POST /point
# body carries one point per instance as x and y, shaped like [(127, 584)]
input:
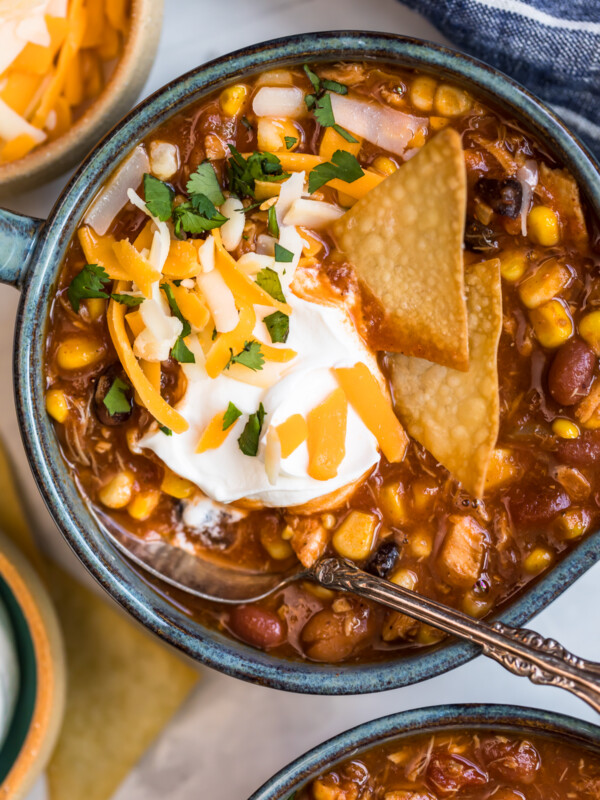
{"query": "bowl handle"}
[(18, 238)]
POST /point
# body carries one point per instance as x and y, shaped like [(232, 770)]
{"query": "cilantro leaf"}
[(90, 282), (278, 325), (268, 280), (127, 300), (205, 182), (272, 224), (180, 351), (230, 416), (116, 400), (282, 254), (248, 441), (159, 197), (343, 165), (251, 357), (324, 116), (243, 172)]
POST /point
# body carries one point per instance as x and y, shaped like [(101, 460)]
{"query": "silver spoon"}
[(521, 651)]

## Aim of the exercise
Return all of the entries exactly as written, but drop any pictures they hold.

## Answer
POST /point
# body carries one point per instance as x and y, shaped like [(127, 584)]
input:
{"query": "bowl handle"}
[(18, 238)]
POST /point
# body carries one point per instance as x and y, shaped like [(232, 770)]
{"query": "cilantro leaf"}
[(90, 282), (278, 325), (268, 280), (127, 300), (205, 182), (272, 224), (180, 351), (230, 416), (116, 400), (282, 254), (248, 441), (159, 197), (343, 165), (251, 357), (324, 116), (243, 172)]
POST /point
# body carries one point per instance as x and y, shaped like [(101, 460)]
{"query": "silver spoon"}
[(521, 651)]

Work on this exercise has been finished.